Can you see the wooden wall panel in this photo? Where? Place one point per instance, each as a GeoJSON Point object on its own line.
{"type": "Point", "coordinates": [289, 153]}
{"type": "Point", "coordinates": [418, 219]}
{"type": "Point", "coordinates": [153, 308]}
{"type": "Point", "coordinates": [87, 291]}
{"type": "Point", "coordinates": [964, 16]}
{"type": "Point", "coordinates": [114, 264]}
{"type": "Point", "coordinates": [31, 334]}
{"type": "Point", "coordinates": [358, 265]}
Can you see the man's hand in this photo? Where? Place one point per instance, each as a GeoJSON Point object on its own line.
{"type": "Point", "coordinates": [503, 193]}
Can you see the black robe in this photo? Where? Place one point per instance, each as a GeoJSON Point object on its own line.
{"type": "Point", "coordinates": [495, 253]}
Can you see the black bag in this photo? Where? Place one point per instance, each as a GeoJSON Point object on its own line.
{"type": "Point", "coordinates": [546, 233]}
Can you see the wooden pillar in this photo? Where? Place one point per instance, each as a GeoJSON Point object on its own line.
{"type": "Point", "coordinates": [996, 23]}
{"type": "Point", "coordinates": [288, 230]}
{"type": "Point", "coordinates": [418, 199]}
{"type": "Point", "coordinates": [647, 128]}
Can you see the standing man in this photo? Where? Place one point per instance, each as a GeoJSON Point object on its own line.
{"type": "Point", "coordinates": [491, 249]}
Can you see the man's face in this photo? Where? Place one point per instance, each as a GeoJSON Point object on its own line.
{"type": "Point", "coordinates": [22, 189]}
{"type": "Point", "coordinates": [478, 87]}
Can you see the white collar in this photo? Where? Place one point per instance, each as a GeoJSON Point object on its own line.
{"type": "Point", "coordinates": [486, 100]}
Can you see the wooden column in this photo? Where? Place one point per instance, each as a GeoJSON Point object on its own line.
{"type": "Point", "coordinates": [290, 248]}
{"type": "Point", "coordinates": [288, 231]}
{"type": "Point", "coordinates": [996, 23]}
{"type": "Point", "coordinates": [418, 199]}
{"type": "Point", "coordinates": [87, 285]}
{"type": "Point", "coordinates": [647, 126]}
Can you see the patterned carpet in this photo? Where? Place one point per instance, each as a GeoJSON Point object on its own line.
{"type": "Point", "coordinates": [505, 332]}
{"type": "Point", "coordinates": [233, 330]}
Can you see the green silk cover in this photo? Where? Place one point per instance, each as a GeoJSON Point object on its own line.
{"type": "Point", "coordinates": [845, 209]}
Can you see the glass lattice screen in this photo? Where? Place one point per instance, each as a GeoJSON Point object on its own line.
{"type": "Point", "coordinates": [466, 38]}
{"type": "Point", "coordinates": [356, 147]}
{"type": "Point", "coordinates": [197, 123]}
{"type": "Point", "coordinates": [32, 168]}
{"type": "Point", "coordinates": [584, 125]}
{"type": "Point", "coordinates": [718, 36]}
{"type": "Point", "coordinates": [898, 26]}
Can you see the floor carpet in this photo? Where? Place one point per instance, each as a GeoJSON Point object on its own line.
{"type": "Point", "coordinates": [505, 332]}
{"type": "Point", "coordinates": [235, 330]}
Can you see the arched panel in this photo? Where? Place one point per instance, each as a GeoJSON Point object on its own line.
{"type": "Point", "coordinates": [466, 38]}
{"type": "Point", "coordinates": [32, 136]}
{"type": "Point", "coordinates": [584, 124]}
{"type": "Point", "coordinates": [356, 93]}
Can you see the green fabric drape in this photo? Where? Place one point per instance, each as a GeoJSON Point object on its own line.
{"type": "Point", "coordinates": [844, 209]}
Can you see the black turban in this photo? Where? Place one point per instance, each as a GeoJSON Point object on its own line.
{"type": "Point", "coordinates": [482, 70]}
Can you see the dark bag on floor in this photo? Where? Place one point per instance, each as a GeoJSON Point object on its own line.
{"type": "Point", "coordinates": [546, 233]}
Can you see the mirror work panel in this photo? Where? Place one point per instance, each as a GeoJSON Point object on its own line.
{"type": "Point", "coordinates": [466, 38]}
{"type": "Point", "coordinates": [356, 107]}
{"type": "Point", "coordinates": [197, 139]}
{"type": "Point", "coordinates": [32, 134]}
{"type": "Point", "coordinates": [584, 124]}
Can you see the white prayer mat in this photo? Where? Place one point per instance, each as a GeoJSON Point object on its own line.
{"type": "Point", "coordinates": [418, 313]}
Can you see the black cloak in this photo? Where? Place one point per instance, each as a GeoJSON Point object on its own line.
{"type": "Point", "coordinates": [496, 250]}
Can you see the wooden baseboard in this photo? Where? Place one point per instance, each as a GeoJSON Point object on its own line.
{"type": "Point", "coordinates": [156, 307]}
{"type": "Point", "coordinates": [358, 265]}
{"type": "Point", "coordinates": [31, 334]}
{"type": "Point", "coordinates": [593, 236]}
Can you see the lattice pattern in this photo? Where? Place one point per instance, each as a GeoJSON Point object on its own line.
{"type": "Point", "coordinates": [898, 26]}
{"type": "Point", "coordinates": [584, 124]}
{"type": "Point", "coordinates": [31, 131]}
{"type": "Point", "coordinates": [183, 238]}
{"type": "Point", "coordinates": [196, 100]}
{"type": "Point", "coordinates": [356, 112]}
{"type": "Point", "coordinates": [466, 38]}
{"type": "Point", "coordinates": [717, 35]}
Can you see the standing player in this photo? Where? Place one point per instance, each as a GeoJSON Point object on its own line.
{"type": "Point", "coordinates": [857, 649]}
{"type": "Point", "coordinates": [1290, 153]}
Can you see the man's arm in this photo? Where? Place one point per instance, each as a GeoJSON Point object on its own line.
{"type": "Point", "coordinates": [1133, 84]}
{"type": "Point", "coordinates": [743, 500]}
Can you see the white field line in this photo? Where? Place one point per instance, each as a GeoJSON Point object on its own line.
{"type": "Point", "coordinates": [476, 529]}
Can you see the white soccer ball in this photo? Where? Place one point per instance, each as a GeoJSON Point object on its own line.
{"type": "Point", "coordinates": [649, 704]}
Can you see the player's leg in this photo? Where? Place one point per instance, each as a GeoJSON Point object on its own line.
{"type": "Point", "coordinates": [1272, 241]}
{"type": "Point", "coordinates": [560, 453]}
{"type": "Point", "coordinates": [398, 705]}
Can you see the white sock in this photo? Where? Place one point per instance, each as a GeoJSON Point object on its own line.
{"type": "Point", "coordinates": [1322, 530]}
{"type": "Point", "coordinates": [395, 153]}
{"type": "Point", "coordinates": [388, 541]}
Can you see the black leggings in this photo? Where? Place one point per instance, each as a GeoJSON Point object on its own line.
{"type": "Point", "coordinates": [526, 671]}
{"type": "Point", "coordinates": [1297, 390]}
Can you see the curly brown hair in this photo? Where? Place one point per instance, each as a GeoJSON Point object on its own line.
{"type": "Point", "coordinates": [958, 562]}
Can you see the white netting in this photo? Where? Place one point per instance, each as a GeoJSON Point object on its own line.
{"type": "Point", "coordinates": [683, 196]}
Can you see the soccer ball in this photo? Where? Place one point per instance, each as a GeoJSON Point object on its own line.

______

Exercise description.
Repeat all the material exactly as it stands.

Task answer.
Can you see the wooden wall panel in this photo? Where? Place one point per instance, each as a GeoJSON Point object on its own line.
{"type": "Point", "coordinates": [289, 153]}
{"type": "Point", "coordinates": [418, 219]}
{"type": "Point", "coordinates": [153, 308]}
{"type": "Point", "coordinates": [87, 291]}
{"type": "Point", "coordinates": [964, 16]}
{"type": "Point", "coordinates": [114, 264]}
{"type": "Point", "coordinates": [31, 334]}
{"type": "Point", "coordinates": [358, 265]}
Can you see the man's hand in this photo? Where? Place one point per instance, each as a GeoJSON Point object on its own line.
{"type": "Point", "coordinates": [503, 193]}
Can you see the black robe in this photo? Where? Place one point per instance, each as a GeoJSON Point object on its own line.
{"type": "Point", "coordinates": [495, 253]}
Can you see the black bag in this photo? Where? Place one point per instance, each as a GeoJSON Point object on its own line.
{"type": "Point", "coordinates": [546, 233]}
Can you see the wooden pillar in this photo? Where? Place one point per instance, each as a GeoJSON Point object on its own line.
{"type": "Point", "coordinates": [996, 23]}
{"type": "Point", "coordinates": [288, 230]}
{"type": "Point", "coordinates": [418, 199]}
{"type": "Point", "coordinates": [647, 128]}
Can you see the standing man in this photo? Where? Place one point per instance, each as a GeoJSON Point object on its own line.
{"type": "Point", "coordinates": [491, 249]}
Can you see the man's face in this photo? Where? Place one point per instance, each as a GeoJSON Point object on its own line.
{"type": "Point", "coordinates": [22, 189]}
{"type": "Point", "coordinates": [478, 87]}
Can you see the white collar in this photo? Where? Place one point per instance, each as a GeoJSON Point object on its own line.
{"type": "Point", "coordinates": [486, 100]}
Can you see the wooden column in this photo? Where? Place one point per instance, each as a GeoJSON Point object on its own line.
{"type": "Point", "coordinates": [290, 248]}
{"type": "Point", "coordinates": [288, 231]}
{"type": "Point", "coordinates": [996, 23]}
{"type": "Point", "coordinates": [418, 199]}
{"type": "Point", "coordinates": [87, 285]}
{"type": "Point", "coordinates": [647, 126]}
Can you see the patterned carpet in this photo? Where? Place one point per instance, each as a GeoJSON Point object on its own line.
{"type": "Point", "coordinates": [505, 332]}
{"type": "Point", "coordinates": [233, 330]}
Can you see the green silk cover in this photo? Where? Place one point per instance, each as a GeoJSON Point object on its own line.
{"type": "Point", "coordinates": [845, 209]}
Can you see the glass lattice screen in this photo? Where? Place one point per instance, each as a GeoJSON Point object on its own line.
{"type": "Point", "coordinates": [466, 38]}
{"type": "Point", "coordinates": [356, 147]}
{"type": "Point", "coordinates": [197, 123]}
{"type": "Point", "coordinates": [32, 168]}
{"type": "Point", "coordinates": [584, 125]}
{"type": "Point", "coordinates": [718, 36]}
{"type": "Point", "coordinates": [898, 26]}
Can you see the floor carpet in this photo? Where? Place one point per instance, each as a GeoJSON Point object on its own line.
{"type": "Point", "coordinates": [505, 332]}
{"type": "Point", "coordinates": [235, 330]}
Can you see the arched panel in this photo? Where? Place one point per instance, each as a GeoJSON Point object on its own line.
{"type": "Point", "coordinates": [466, 38]}
{"type": "Point", "coordinates": [32, 136]}
{"type": "Point", "coordinates": [584, 124]}
{"type": "Point", "coordinates": [356, 93]}
Can you see the green fabric drape in this photo? Where? Place one point per instance, each as a GeoJSON Point object on its own line.
{"type": "Point", "coordinates": [844, 209]}
Can you see the black turban in this photo? Where? Place one point per instance, each as a GeoJSON Point object on its own line.
{"type": "Point", "coordinates": [482, 70]}
Can you see the dark bag on floor in this photo? Where? Place one point per instance, each as a GeoJSON Point object on its own line.
{"type": "Point", "coordinates": [546, 233]}
Can you see the mirror work panel in this photo? Where? Place one point per instance, each as a GeoJSON Point object on its own line.
{"type": "Point", "coordinates": [466, 38]}
{"type": "Point", "coordinates": [356, 107]}
{"type": "Point", "coordinates": [197, 139]}
{"type": "Point", "coordinates": [32, 134]}
{"type": "Point", "coordinates": [584, 124]}
Can you see the white prayer mat in this photo? Where? Place one point per instance, each as a GeoJSON Point object on its own line.
{"type": "Point", "coordinates": [418, 313]}
Can you see the black cloak in this photo? Where? Place one point per instance, each as a GeoJSON Point object on its own line.
{"type": "Point", "coordinates": [496, 250]}
Can you see the wooden baseboard in this photo? Where? Place one point per instance, each as a GeoJSON Point object on its own line.
{"type": "Point", "coordinates": [156, 307]}
{"type": "Point", "coordinates": [358, 265]}
{"type": "Point", "coordinates": [31, 334]}
{"type": "Point", "coordinates": [593, 236]}
Can you see the lattice pattern in this photo? Where? Place one point per instance, each as a GeoJSON Point object on its own line.
{"type": "Point", "coordinates": [898, 26]}
{"type": "Point", "coordinates": [584, 124]}
{"type": "Point", "coordinates": [31, 131]}
{"type": "Point", "coordinates": [183, 238]}
{"type": "Point", "coordinates": [196, 100]}
{"type": "Point", "coordinates": [356, 112]}
{"type": "Point", "coordinates": [466, 38]}
{"type": "Point", "coordinates": [717, 35]}
Can you see the standing player in this photo? Where? Place one point per instance, each as a GeoJSON Point object on its own line.
{"type": "Point", "coordinates": [857, 649]}
{"type": "Point", "coordinates": [1290, 153]}
Can you see the man's arm in this photo? Where? Place one point per instance, each as a GeoJSON Point object on its own line.
{"type": "Point", "coordinates": [1133, 84]}
{"type": "Point", "coordinates": [743, 500]}
Can you see the white field line in this photo? Where? Place one point per instance, each as a GeoJSON Point object on its own line.
{"type": "Point", "coordinates": [476, 529]}
Can you see the white soccer ball in this photo? Where? Place one point per instance, each as a GeoJSON Point object on its own line.
{"type": "Point", "coordinates": [649, 704]}
Can you see the player's leg in this photo? Where? Place one point per instance, each as a GeoJSON Point object on its own line.
{"type": "Point", "coordinates": [1272, 241]}
{"type": "Point", "coordinates": [560, 453]}
{"type": "Point", "coordinates": [398, 705]}
Can you see the white sock in this photo? Where? Place one point per instance, each as a GeoJSON Point object on its own line.
{"type": "Point", "coordinates": [1322, 530]}
{"type": "Point", "coordinates": [395, 153]}
{"type": "Point", "coordinates": [388, 541]}
Can you see the black leggings in this photo? Where? Place one point per instance, each as a GeoJSON Point object on its own line.
{"type": "Point", "coordinates": [526, 671]}
{"type": "Point", "coordinates": [1297, 390]}
Can you see the curly brown hair in this photo? Where? Place one point per instance, each as a GeoJSON Point object on its own line.
{"type": "Point", "coordinates": [958, 562]}
Can you see the white netting in this photo? Where? Place one point per instance, each as a GeoJSON Point object on its own line.
{"type": "Point", "coordinates": [683, 196]}
Can you see the soccer ball in this photo? Where? Place one point per instance, each as a GeoJSON Point object on its own line.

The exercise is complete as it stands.